━━━ Study text ━━━

Andrew Lloyd Webber may ‘sue’ the government if theatre reopening is delayed

3 June 2021, 10:39

Andrew Lloyd Webber threatens to sue if theatres can't reopen
Andrew Lloyd Webber threatens to sue if theatres can't reopen. Picture: Getty

By Maddy Shaw Roberts

Phantom of the Opera composer considers taking legal action, if theatres are not reopened to full capacity on 21 June.

Andrew Lloyd Webber said he would “have to consider” taking legal action against the government if theatres are not reopened to full capacity as planned.

The Evita composer said it would be “the final death blow” for the industry, if the relaxation of coronavirus restrictions does not go ahead as planned on 21 June.

He told the Daily Mail that if theatres are continuously forced to only open at a reduced capacity, the issue becomes “what is the legality of the whole thing?”

“If the government’s own science has told them that buildings are safe... I’m advised that at that point things could get quite difficult,” he added.

Since 17 May, venues have been allowed to reopen at reduced capacity. But many theatres have remained shut because, as Lloyd Webber said last year, it is not “economically possible” for some shows to run with social distancing.

Read more: Andrew Lloyd Webber calls people who refuse covid vaccine ‘selfish’

Lord Lloyd-Webber said legal action may be the only option, if relaxations do not go ahead.

“This is the very last thing that anybody wants to do, but there would become a legal case at that point because it’s their science – not ours. I would passionately hope that we don’t have to, but I think we would have to consider it.”

Next month Lloyd Webber is hoping to open Cinderella, originally slated for August 2020, with Carrie Hope Fletcher at the West End’s Gillian Lynne Theatre.

The composer said he would be happy, as audiences are currently required to do in concert halls, to ask attendants to wear face coverings during the show.

He said: “We would conform with anything the Government asks us to do to get 100 per cent open – but we have to be 100 per cent.”

Read more: Phantom of the Opera cuts orchestra in half, leaving musicians without a job

He referred to the triumph of the government’s pilot events, such as the Brits, which culture secretary Oliver Dowden labelled a “real success”.

Only 15 cases came from the 58,000 who attended events including the World Snooker Championships and Liverpool’s outdoor music festival. Dowden added he was “hopeful” that 21 June will see the full-scale reopening of theatres and West End venues.

Lord Lloyd-Webber praised Dowden for “fighting really hard for us”.

The composer then added: “If scientists really are so worried about everything, then they should be saying there should be a total circuit breaker surely and lock everything down again for two weeks.”

The latest coronavirus reports reveal three-quarters of adults in the UK have now received a first dose of a COVID-19 vaccine. 107 deaths were registered in England and Wales in the week ending 21 May – the lowest number since the week ending 11 September 2020.

━━━

Questions on the material:
(a) In the article on Andrew Lloyd Webber's legal threat, update the stretch from "Lord Lloyd-Webber said" through "during the show." by changing "Cinderella" to "the new musical".
(b) Summarize the article on Andrew Lloyd Webber's legal threat in two sentences.

━━━ Dataset records ━━━

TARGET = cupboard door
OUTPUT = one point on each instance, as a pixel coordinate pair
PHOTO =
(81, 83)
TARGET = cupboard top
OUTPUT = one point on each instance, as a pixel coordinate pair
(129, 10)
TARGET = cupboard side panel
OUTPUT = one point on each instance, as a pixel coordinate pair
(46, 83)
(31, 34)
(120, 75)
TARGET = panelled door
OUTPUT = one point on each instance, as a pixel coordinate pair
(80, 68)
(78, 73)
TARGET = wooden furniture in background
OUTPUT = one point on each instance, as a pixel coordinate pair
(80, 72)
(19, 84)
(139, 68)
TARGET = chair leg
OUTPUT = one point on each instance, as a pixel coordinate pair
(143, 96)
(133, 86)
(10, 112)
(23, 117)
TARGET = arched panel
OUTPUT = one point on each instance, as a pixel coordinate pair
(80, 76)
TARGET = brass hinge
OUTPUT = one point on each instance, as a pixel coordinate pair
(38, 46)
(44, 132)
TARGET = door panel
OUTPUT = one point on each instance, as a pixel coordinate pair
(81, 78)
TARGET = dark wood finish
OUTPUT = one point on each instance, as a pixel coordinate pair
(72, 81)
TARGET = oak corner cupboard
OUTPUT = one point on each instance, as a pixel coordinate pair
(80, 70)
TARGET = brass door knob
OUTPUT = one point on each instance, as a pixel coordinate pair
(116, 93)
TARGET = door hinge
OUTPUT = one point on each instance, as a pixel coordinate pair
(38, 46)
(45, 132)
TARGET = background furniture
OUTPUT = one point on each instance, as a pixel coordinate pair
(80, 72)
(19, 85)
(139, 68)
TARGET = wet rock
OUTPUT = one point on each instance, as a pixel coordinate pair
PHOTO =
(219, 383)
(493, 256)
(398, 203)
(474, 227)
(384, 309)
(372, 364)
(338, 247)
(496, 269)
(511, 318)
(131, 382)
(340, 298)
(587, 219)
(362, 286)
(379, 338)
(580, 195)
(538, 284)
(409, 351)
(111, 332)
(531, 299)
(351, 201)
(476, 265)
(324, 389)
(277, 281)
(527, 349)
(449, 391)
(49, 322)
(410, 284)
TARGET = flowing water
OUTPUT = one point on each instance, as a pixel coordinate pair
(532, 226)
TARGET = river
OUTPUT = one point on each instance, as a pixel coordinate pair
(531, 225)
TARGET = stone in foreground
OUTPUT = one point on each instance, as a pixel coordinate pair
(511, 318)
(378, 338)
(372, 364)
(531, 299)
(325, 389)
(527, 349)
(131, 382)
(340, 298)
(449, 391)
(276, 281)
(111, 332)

━━━
━━━ Dataset records ━━━

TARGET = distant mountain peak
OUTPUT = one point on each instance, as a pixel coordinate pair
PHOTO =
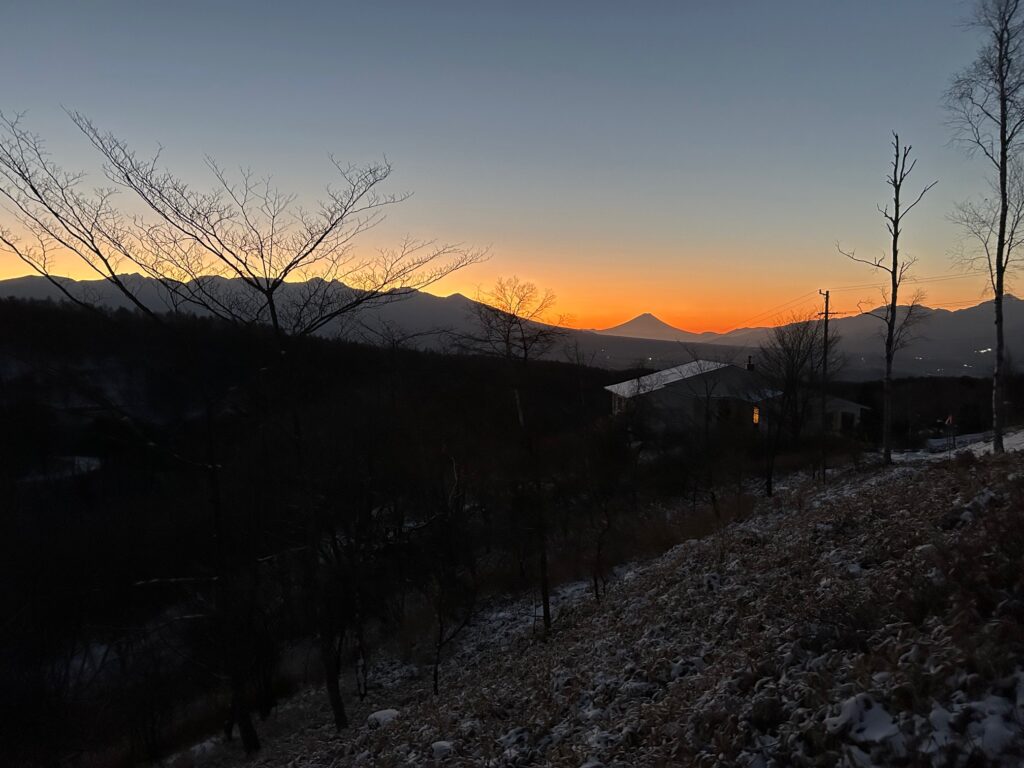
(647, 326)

━━━

Exercise answers:
(a)
Lord Lloyd-Webber said legal action may be the only option, if relaxations do not go ahead.

“This is the very last thing that anybody wants to do, but there would become a legal case at that point because it’s their science – not ours. I would passionately hope that we don’t have to, but I think we would have to consider it.”

Next month Lloyd Webber is hoping to open the new musical, originally slated for August 2020, with Carrie Hope Fletcher at the West End’s Gillian Lynne Theatre.

The composer said he would be happy, as audiences are currently required to do in concert halls, to ask attendants to wear face coverings during the show.

(b) Andrew Lloyd Webber said he would have to consider taking legal action against the government if theatres are not reopened to full capacity on 21 June, calling a delay "the final death blow" for the industry. He said the government's own science shows buildings are safe, and that he would conform with anything the government asks, such as face coverings, to get theatres 100 per cent open.